| EXERCISE DETAILS |
How many lines in the items below contain the string "pelican", with capitalization matching exactly? Give only the number.
## Begin
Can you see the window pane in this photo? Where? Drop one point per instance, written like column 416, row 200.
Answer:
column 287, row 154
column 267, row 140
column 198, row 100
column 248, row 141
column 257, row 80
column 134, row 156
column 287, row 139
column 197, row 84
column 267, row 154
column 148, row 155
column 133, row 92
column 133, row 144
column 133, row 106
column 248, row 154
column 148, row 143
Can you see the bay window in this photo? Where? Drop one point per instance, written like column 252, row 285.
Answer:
## End
## Begin
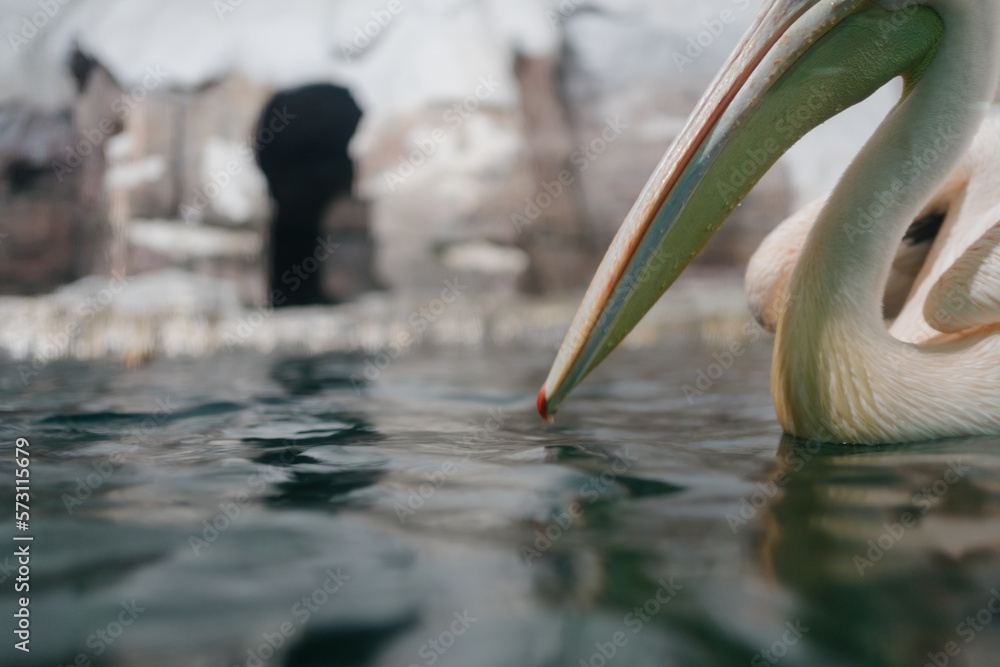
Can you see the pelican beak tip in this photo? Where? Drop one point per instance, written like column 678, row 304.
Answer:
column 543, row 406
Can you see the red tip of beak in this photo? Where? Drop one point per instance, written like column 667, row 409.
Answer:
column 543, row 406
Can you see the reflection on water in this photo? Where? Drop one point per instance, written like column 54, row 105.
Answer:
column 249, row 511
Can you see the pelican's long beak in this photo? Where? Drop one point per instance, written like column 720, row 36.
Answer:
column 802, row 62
## End
## Begin
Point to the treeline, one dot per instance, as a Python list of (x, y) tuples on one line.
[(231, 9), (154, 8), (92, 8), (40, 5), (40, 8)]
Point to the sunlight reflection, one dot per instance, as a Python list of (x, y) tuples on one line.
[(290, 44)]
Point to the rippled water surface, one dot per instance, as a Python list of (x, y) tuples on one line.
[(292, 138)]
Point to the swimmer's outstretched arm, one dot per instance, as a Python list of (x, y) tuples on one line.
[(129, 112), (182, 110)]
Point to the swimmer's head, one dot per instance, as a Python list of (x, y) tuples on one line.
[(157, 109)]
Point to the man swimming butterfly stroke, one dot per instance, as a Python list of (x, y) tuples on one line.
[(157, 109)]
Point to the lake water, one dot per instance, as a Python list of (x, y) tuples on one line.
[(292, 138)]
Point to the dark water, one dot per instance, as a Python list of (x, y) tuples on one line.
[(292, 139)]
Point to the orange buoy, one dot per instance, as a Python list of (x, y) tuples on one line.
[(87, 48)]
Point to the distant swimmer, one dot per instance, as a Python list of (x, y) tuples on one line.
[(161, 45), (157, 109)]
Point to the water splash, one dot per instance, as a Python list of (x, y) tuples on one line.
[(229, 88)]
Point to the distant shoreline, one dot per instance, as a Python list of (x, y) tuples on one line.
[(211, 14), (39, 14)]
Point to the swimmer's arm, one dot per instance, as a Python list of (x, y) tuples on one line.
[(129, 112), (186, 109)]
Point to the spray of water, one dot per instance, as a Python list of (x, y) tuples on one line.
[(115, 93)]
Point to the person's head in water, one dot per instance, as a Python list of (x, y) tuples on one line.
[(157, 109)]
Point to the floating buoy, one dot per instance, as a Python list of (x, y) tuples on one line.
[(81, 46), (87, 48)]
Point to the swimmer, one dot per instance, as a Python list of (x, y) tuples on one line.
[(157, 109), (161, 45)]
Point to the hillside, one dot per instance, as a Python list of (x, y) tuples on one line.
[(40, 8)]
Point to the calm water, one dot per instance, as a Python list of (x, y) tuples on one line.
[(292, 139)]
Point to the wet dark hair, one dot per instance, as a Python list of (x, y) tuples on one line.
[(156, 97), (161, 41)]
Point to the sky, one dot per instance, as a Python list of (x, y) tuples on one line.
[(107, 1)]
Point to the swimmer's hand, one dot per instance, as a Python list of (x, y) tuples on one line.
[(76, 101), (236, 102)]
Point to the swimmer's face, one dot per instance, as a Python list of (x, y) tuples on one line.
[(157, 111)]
## End
| FULL OUTPUT |
2